• Record list

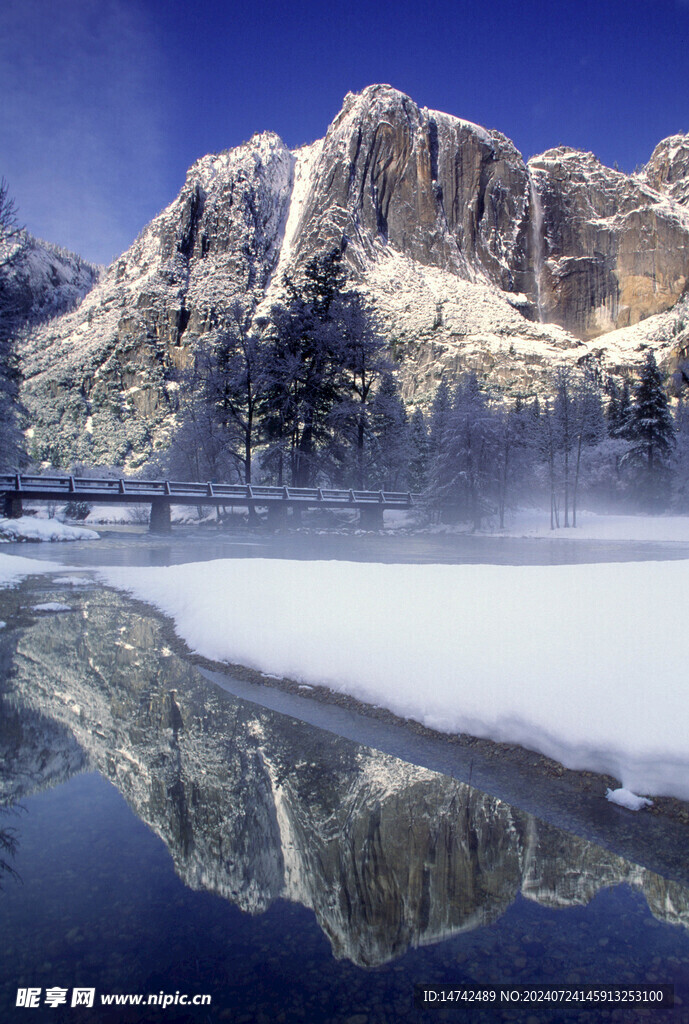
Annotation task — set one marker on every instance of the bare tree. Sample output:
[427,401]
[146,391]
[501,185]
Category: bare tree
[12,240]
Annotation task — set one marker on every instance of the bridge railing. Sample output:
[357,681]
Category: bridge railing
[109,488]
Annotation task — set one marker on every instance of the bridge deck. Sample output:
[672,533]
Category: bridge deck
[127,491]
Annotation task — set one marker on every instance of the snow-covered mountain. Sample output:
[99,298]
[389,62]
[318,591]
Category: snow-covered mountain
[470,258]
[42,281]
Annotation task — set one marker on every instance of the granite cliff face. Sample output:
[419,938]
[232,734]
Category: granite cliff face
[255,806]
[470,259]
[615,250]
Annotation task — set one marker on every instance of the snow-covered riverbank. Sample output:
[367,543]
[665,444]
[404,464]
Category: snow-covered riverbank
[36,528]
[583,663]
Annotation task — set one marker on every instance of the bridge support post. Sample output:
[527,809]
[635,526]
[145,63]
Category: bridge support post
[11,507]
[276,515]
[371,516]
[160,521]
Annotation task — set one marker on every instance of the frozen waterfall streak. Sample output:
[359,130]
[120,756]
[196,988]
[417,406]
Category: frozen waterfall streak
[537,242]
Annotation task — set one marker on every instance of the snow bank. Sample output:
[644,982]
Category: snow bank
[584,663]
[627,799]
[12,569]
[30,528]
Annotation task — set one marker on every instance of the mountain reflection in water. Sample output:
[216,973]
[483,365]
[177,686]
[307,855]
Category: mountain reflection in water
[254,806]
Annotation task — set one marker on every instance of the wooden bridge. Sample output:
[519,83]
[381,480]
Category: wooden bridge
[162,494]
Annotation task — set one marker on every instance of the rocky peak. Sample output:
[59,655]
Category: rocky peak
[668,170]
[469,258]
[440,190]
[615,250]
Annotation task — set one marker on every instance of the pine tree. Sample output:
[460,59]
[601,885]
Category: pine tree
[651,436]
[12,245]
[304,372]
[466,463]
[389,437]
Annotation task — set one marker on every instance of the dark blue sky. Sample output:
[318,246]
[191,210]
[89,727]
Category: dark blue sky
[104,103]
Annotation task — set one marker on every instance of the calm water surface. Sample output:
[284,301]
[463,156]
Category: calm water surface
[173,836]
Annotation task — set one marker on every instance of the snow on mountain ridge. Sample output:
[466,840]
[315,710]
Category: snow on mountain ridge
[442,230]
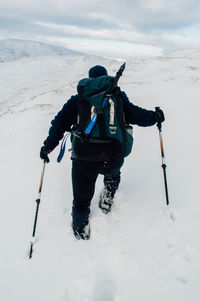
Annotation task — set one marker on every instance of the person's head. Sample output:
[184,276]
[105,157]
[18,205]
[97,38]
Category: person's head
[97,71]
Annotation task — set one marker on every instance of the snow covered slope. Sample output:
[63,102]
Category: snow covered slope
[15,49]
[137,252]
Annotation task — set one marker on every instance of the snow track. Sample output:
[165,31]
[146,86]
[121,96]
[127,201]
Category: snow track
[135,253]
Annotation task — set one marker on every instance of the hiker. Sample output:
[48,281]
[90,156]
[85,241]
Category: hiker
[102,151]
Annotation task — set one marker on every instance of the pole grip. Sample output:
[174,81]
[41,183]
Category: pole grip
[159,124]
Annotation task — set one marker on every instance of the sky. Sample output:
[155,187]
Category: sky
[114,28]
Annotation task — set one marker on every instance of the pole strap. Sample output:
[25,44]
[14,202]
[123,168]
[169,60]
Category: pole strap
[62,147]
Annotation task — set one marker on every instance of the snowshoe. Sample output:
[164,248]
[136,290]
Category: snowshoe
[106,201]
[82,233]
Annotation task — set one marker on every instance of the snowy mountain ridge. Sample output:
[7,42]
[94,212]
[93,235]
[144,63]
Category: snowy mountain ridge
[135,253]
[16,49]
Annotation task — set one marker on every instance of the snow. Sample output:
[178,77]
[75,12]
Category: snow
[15,49]
[142,250]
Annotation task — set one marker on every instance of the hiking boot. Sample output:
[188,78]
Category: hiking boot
[106,201]
[83,232]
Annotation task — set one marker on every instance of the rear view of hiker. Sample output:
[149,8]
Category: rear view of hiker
[99,119]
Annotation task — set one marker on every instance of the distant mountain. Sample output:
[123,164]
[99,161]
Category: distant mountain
[15,49]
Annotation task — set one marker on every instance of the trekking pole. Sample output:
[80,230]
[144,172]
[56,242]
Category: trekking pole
[37,209]
[159,125]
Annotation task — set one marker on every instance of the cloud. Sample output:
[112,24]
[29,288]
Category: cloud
[156,25]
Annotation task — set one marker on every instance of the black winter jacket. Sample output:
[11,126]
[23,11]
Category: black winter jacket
[67,117]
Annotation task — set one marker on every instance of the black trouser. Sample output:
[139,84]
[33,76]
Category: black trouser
[84,176]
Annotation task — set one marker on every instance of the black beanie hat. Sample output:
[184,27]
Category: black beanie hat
[97,71]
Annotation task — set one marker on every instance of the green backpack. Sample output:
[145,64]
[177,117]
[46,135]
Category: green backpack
[101,118]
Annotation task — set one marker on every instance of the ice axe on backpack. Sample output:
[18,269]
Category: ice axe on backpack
[117,77]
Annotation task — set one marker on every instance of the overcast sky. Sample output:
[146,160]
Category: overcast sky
[112,28]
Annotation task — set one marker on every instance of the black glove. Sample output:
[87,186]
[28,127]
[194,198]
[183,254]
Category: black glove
[160,115]
[44,154]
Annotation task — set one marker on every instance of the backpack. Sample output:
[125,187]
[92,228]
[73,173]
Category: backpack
[101,132]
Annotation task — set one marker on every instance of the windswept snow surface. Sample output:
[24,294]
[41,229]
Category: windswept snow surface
[15,49]
[142,250]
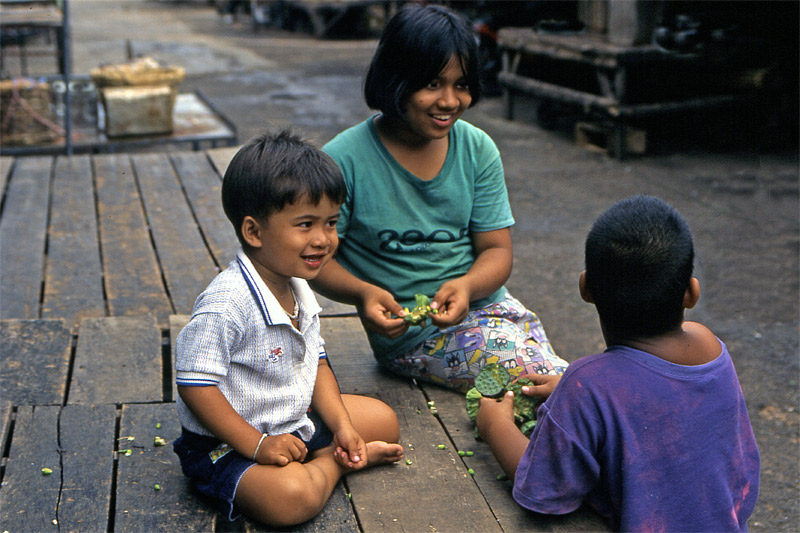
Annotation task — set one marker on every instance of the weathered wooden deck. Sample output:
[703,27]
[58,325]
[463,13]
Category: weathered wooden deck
[101,258]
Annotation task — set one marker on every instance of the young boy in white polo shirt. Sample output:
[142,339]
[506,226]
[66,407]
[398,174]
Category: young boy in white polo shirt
[266,431]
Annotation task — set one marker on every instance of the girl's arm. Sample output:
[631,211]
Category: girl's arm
[378,306]
[495,422]
[327,402]
[217,415]
[491,269]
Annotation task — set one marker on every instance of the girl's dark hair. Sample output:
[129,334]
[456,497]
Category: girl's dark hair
[416,45]
[639,261]
[273,170]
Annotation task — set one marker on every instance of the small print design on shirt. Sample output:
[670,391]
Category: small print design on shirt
[219,452]
[275,354]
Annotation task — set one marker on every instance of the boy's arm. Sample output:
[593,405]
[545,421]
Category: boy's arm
[378,305]
[327,402]
[495,422]
[217,415]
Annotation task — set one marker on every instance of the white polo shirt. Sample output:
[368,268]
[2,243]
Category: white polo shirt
[241,340]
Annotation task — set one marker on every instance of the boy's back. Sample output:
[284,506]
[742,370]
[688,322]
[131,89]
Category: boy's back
[654,445]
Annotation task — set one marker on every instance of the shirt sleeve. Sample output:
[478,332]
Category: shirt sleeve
[203,350]
[556,472]
[491,209]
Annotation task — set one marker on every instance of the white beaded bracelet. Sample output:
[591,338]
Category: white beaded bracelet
[258,446]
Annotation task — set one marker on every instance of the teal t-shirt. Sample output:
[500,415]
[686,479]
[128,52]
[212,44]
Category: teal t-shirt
[408,235]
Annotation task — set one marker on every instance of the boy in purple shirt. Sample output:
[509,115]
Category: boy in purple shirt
[653,433]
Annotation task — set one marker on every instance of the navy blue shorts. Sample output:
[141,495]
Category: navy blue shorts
[215,468]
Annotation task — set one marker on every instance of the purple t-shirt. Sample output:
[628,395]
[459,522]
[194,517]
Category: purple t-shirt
[651,445]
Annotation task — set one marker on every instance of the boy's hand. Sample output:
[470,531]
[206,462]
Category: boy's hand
[379,306]
[493,411]
[544,385]
[281,450]
[452,303]
[351,450]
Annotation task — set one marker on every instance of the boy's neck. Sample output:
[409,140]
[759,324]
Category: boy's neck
[690,345]
[279,286]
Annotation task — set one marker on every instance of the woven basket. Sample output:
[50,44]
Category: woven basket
[144,71]
[27,115]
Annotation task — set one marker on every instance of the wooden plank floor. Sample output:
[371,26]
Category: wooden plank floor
[101,258]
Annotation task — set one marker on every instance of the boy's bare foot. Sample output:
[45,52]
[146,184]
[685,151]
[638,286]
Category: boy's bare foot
[380,452]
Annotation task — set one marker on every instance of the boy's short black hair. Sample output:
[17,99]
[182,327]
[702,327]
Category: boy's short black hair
[415,46]
[639,261]
[275,169]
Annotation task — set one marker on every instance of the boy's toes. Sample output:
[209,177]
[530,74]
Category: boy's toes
[379,452]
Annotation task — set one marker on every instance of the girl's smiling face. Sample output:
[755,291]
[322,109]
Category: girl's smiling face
[432,110]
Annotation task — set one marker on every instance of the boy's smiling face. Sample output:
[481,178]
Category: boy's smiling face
[296,241]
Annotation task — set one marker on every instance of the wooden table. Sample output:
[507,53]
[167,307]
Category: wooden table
[623,85]
[196,124]
[101,258]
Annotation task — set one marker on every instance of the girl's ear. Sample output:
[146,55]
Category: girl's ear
[251,232]
[585,294]
[692,294]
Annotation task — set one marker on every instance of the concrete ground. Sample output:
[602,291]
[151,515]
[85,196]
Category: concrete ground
[739,194]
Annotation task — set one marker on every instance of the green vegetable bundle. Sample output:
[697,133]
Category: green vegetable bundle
[420,313]
[493,381]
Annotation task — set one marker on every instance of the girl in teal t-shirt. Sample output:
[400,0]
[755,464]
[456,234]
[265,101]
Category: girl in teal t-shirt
[427,212]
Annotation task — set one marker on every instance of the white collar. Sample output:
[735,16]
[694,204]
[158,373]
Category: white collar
[271,310]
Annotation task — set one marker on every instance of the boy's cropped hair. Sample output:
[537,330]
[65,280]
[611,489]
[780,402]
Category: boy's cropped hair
[639,261]
[275,169]
[416,45]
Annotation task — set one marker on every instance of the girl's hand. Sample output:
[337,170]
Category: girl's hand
[351,450]
[493,411]
[544,385]
[452,303]
[382,314]
[281,450]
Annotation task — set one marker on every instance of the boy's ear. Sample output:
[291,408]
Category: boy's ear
[585,294]
[692,294]
[251,232]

• What is being asked
Give back exactly the lines beginning at the one with "of the concrete" and ending at the final line of the material; both boundary lines belong in it.

• Final result
Annotation task — set one marker on every instance of the concrete ground. Sample output:
[602,291]
[151,515]
[85,196]
Category: concrete ground
[739,194]
Annotation task — set one marker on every instance of the green vegetable bundle. Sample output:
[697,133]
Category: green vegetable bundle
[420,313]
[493,381]
Annotation task — set one marker on every instance of the girl in teal t-shirt. Sample output:
[400,0]
[755,464]
[456,234]
[265,101]
Category: girl in teal t-shirt
[427,212]
Annotation task — set one marker on every instance of the white collar. Sample output:
[735,16]
[694,204]
[158,373]
Category: white collar
[271,310]
Annotation task — set one marker on every instance of the boy's cropped hair. Sample output:
[537,330]
[65,280]
[611,489]
[780,402]
Category: boy's cropped hair
[639,261]
[275,169]
[416,45]
Annotation task — set one marker on every instance of the girl's hand. Sample output:
[337,170]
Category: girl's hand
[351,450]
[493,411]
[544,385]
[452,303]
[382,314]
[281,450]
Annotation task — set one marker on every instance of the boy's ear. Sample output:
[291,408]
Category: boy's ear
[585,294]
[692,294]
[251,232]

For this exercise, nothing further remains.